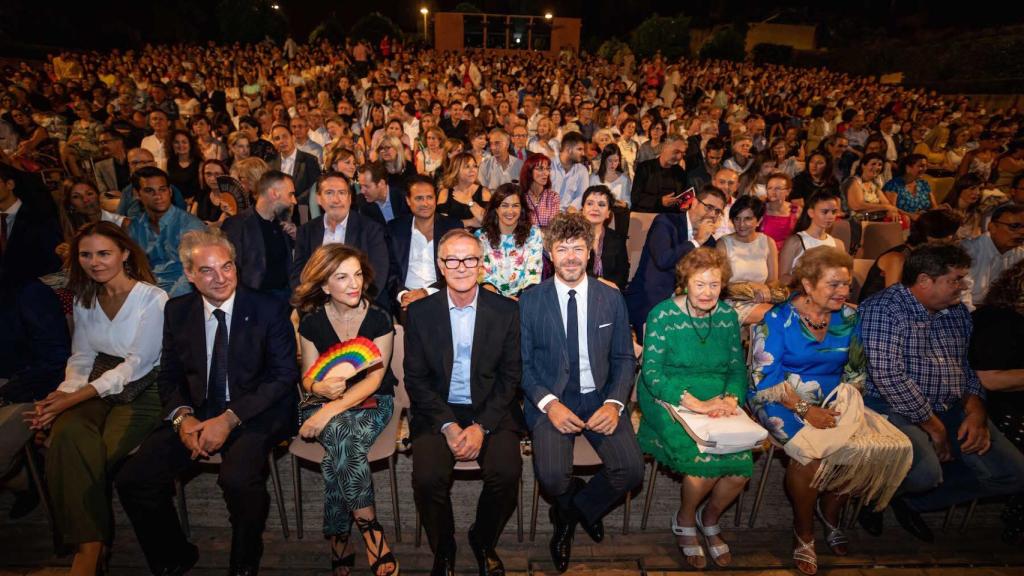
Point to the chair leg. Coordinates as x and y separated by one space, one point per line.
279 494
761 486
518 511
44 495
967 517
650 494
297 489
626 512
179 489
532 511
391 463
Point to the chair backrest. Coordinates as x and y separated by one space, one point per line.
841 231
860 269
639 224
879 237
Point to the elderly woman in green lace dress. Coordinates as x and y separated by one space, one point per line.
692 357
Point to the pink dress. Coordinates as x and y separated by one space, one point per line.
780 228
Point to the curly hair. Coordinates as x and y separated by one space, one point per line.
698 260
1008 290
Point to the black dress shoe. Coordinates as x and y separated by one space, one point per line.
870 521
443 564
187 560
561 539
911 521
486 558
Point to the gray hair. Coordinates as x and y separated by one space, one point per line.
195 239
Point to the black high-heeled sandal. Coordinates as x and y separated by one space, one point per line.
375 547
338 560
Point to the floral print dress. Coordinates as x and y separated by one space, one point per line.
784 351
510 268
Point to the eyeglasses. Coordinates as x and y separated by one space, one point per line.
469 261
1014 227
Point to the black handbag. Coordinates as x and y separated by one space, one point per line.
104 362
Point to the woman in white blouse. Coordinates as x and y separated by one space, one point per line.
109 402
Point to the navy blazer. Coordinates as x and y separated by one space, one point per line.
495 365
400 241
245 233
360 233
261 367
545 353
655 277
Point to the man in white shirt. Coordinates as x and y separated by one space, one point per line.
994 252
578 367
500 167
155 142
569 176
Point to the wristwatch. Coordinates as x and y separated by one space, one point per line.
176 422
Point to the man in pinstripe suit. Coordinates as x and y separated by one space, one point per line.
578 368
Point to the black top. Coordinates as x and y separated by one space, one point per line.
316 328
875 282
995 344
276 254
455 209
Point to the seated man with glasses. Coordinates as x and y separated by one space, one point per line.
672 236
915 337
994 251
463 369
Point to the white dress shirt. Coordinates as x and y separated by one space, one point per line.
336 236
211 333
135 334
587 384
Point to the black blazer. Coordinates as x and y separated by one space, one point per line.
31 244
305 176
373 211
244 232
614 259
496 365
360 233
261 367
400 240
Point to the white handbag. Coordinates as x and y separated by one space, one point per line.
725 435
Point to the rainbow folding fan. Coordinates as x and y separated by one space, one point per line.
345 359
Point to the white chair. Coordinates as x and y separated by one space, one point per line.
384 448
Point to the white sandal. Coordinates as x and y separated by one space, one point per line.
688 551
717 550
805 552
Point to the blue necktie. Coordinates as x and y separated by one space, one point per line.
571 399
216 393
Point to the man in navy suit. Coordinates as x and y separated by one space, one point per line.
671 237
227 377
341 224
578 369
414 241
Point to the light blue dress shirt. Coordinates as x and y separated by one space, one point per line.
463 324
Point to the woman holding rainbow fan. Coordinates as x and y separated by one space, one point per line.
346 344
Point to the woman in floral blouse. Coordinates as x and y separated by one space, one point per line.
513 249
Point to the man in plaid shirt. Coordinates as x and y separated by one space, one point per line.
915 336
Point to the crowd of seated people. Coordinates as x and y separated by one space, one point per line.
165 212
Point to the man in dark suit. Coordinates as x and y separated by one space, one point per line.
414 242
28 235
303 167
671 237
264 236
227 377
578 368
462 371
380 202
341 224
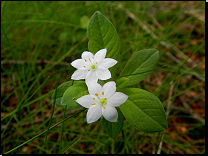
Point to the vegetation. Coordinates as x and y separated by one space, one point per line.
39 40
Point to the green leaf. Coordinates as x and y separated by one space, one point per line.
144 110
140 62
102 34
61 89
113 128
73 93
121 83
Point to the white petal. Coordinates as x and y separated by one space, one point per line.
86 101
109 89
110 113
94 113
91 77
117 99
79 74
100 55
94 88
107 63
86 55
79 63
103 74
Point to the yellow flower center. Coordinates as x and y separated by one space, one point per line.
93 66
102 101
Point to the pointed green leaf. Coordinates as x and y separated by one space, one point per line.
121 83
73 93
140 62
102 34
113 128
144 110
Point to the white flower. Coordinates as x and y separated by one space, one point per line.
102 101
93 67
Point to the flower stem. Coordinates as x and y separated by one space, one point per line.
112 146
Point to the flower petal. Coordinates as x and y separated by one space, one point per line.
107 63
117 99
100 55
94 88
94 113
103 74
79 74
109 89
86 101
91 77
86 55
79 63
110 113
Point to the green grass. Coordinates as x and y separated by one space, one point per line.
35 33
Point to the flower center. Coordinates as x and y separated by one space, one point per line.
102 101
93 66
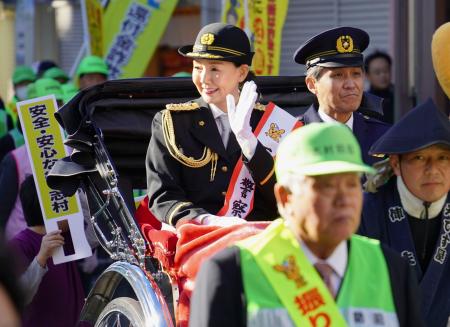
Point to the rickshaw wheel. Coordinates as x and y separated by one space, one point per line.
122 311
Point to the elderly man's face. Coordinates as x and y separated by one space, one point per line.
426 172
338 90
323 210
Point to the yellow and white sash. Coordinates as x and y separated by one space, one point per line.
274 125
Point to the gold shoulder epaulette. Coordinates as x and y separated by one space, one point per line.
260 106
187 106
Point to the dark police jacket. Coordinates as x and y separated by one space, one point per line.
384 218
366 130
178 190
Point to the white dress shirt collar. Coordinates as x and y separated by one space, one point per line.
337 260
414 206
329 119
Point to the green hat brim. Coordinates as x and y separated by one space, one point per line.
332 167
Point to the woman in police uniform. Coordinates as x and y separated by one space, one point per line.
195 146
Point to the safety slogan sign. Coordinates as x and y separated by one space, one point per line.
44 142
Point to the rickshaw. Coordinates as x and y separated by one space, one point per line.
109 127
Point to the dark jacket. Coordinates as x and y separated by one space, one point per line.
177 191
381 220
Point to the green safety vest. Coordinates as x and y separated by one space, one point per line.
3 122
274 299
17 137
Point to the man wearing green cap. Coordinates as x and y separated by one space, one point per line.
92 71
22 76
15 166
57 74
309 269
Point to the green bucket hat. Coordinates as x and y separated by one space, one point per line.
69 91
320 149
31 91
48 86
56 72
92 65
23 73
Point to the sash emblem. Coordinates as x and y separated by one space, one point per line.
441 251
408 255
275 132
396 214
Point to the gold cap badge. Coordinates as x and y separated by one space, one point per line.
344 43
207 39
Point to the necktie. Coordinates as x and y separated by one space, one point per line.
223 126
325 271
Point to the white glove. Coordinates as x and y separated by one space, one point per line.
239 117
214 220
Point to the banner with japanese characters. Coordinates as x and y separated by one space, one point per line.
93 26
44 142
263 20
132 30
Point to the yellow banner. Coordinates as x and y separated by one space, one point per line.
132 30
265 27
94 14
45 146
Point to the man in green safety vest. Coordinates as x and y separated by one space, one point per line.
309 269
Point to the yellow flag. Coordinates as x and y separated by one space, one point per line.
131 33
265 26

Written instruction: Locate the line that contains "Point to the green safety", then please quote it and every line after it to the end of the entries above, exactly and with nothing else.

Response:
Point to the green safety vest. Coordinates as x and y separated by one space, one point per line.
3 122
274 299
17 137
Point to the man wearing green cap. Coordinates as x and y separated by one space, one point per line.
92 71
22 76
15 166
57 74
309 269
Point to the green bucket hat. Coordinates as x and y separated by one space, one point per line.
69 91
320 149
31 91
48 86
56 72
92 65
23 73
Point to the sash emblem. Coordinates as x and y separated by one space, one point per line.
441 251
408 255
275 132
396 214
Point to the gold cap badge. Coordinates as x and y separated by one space, one point per line.
344 43
207 39
Point to the necktie. Coordinates as x and y separated by one space, one point per line.
223 126
325 271
Point to the white glove. Coordinates as x and y separated by one space, one point per line.
239 117
214 220
Point to the banner with japanese characters. Coordinates as x and y separated by one space, one point per line.
93 26
44 142
263 20
132 30
Point to the yellow banner. Coordinates as x and y separated by one space, one point per line.
132 30
265 27
94 14
45 146
Point to the man in green safety vest. Coordinates as x and y separated by one space, one point per line.
309 269
Point to the yellow flag. Coordinates as x and y separated by one space, one point per line.
131 33
265 26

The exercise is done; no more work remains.